• REQUIREMENT:
Find every line in the items below that contains the word "subject" and copy each one. Match case exactly.

• SUPPLIED ENTRIES:
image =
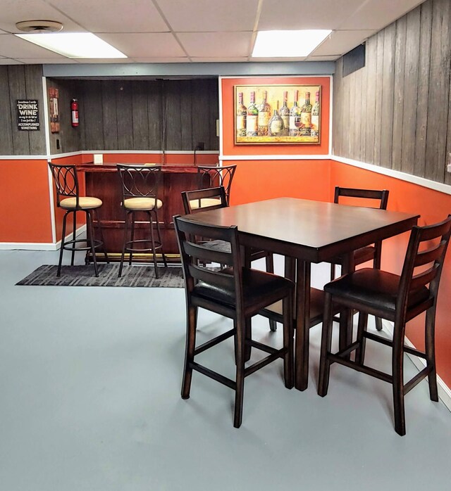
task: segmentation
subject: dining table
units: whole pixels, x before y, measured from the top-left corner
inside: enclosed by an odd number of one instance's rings
[[[297,198],[276,198],[186,215],[214,226],[238,229],[240,244],[285,257],[285,272],[296,282],[295,387],[309,381],[311,265],[342,257],[342,274],[354,270],[353,251],[409,231],[419,215]],[[352,333],[352,314],[340,323]],[[341,329],[341,324],[340,324]]]

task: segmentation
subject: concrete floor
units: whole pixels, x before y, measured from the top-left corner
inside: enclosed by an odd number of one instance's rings
[[[253,374],[237,430],[228,388],[194,374],[180,397],[183,289],[14,286],[57,259],[0,251],[1,491],[450,489],[451,414],[426,381],[406,397],[402,438],[384,382],[334,366],[319,397],[316,326],[308,389],[284,388],[281,362]],[[199,339],[229,325],[202,312]],[[266,320],[254,325],[281,342]],[[369,363],[389,366],[373,346]],[[233,376],[231,343],[203,356]]]

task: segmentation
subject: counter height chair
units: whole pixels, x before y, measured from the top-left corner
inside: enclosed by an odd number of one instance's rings
[[[380,210],[387,209],[388,202],[388,191],[387,189],[358,189],[355,188],[342,188],[335,186],[333,202],[340,203],[340,197],[349,197],[356,198],[360,203],[366,203],[362,200],[372,200],[376,204],[371,208],[377,208]],[[352,199],[354,203],[356,200]],[[377,269],[381,269],[381,255],[382,252],[382,242],[376,242],[371,246],[360,248],[354,251],[354,264],[355,266],[362,264],[367,261],[373,261],[373,267]],[[333,259],[330,262],[330,281],[335,278],[335,265],[342,264],[343,260],[340,257]],[[376,318],[376,328],[378,331],[382,331],[382,321],[378,317]]]
[[[193,370],[203,374],[235,392],[233,426],[240,428],[242,420],[245,378],[278,358],[283,359],[284,381],[287,388],[294,385],[292,292],[294,283],[285,278],[265,272],[243,267],[236,227],[213,227],[174,217],[174,226],[183,267],[187,309],[187,336],[182,384],[182,398],[190,397]],[[204,243],[193,242],[200,236],[209,241],[222,241],[228,251],[217,250]],[[207,262],[225,264],[218,271],[202,266]],[[283,347],[276,349],[253,340],[246,326],[259,310],[278,300],[283,302]],[[200,345],[196,345],[199,307],[233,320],[233,328]],[[231,380],[197,359],[197,355],[233,338],[236,376]],[[245,367],[245,351],[251,347],[268,356]]]
[[[56,276],[59,276],[61,274],[63,251],[70,250],[71,252],[70,265],[73,266],[75,252],[81,250],[87,253],[85,260],[87,263],[89,261],[88,253],[91,253],[95,275],[98,276],[99,270],[96,258],[96,249],[97,248],[103,246],[105,261],[109,262],[108,255],[105,250],[105,240],[101,224],[99,218],[99,208],[102,205],[101,200],[92,196],[80,196],[78,176],[75,165],[61,165],[54,164],[51,162],[49,162],[48,164],[56,191],[56,205],[66,210],[64,217],[63,218],[63,234]],[[83,212],[86,215],[86,238],[75,238],[77,212]],[[66,222],[68,216],[70,214],[73,215],[72,239],[66,240]],[[97,219],[97,227],[100,234],[99,240],[94,238],[93,217]],[[82,243],[85,244],[85,246],[78,246],[78,244]]]
[[[428,377],[429,395],[438,401],[434,329],[437,294],[445,255],[451,234],[451,215],[435,225],[414,227],[401,275],[365,268],[345,275],[324,286],[326,305],[321,337],[318,393],[327,394],[330,364],[340,364],[392,384],[395,429],[406,433],[404,396],[423,378]],[[357,340],[338,352],[331,352],[332,305],[355,309],[359,312]],[[426,312],[425,350],[405,346],[406,323]],[[393,339],[366,331],[368,315],[394,323]],[[391,374],[364,364],[366,339],[392,348]],[[354,361],[349,355],[355,352]],[[404,354],[426,360],[426,367],[404,383]]]
[[[163,242],[158,217],[158,210],[163,206],[163,202],[158,198],[161,181],[161,166],[118,164],[116,167],[122,186],[121,205],[125,213],[119,277],[122,276],[125,253],[128,253],[128,264],[130,265],[133,254],[148,253],[152,255],[155,277],[159,278],[157,250],[161,251],[165,267],[168,266],[166,255],[163,252]],[[143,215],[147,219],[138,222],[137,216],[139,215]],[[130,236],[128,236],[129,222]],[[135,238],[135,231],[137,223],[147,224],[149,227],[149,234],[147,235],[144,231],[144,238]],[[156,238],[154,231],[154,223],[156,229]]]
[[[182,192],[182,201],[186,215],[198,213],[202,211],[223,208],[228,206],[226,189],[223,186],[206,189],[197,189],[196,191],[186,191]],[[200,203],[203,203],[201,207]],[[223,241],[209,241],[206,243],[206,247],[230,252],[228,243]],[[251,249],[246,251],[245,263],[250,264],[252,261],[256,261],[264,257],[266,262],[266,271],[269,273],[274,272],[274,260],[273,255],[265,250]],[[276,321],[269,319],[269,329],[271,331],[277,330]]]
[[[197,167],[197,189],[206,189],[209,188],[223,186],[226,191],[226,201],[228,206],[232,189],[232,181],[236,170],[236,165],[211,166],[199,165]],[[205,198],[201,200],[193,200],[190,204],[192,210],[203,208],[219,204],[217,198]]]

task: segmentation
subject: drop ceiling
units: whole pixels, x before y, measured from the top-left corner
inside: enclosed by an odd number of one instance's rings
[[[409,12],[419,0],[0,0],[0,65],[330,61]],[[70,60],[16,36],[47,20],[96,34],[127,55]],[[311,55],[252,58],[259,30],[330,29]]]

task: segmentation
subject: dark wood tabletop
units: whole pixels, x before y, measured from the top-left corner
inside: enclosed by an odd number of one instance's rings
[[[353,250],[410,230],[419,215],[278,198],[189,217],[214,225],[236,225],[243,246],[297,260],[295,387],[304,390],[308,384],[311,263],[341,255],[347,258],[343,274],[352,271]]]

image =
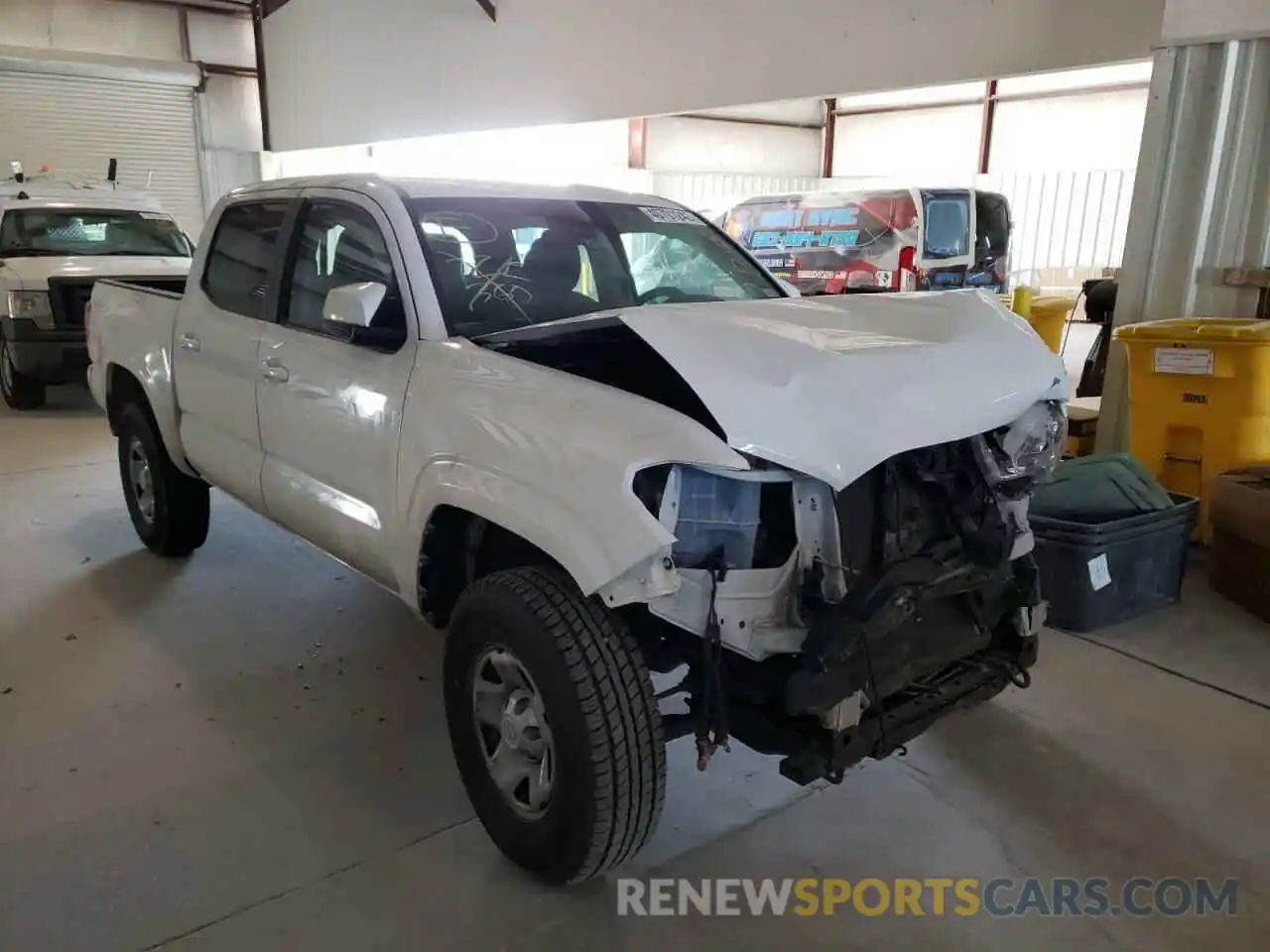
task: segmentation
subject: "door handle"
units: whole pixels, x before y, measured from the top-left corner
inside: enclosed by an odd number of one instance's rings
[[[291,371],[283,367],[277,357],[267,357],[260,360],[260,376],[268,381],[281,383],[282,381],[291,380]]]

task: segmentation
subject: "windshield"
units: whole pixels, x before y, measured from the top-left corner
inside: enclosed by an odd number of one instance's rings
[[[452,334],[648,303],[784,297],[716,228],[682,208],[538,198],[411,203]]]
[[[189,258],[177,222],[159,212],[85,208],[9,209],[0,218],[0,258],[154,255]]]

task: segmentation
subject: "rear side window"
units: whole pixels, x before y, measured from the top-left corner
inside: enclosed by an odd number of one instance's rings
[[[926,192],[926,256],[970,254],[970,195],[966,192]]]
[[[1010,244],[1010,204],[1001,195],[980,192],[974,199],[979,250],[998,258]]]
[[[222,311],[264,317],[288,204],[286,199],[244,202],[221,215],[207,249],[203,293]]]

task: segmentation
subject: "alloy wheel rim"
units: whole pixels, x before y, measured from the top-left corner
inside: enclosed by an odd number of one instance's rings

• ANSWER FOR THE TASK:
subject: dining table
subject: concrete floor
subject: counter height chair
subject: drop ceiling
subject: dark wood tabletop
subject: "door handle"
subject: "windshield"
subject: "rear side window"
subject: "alloy wheel rim"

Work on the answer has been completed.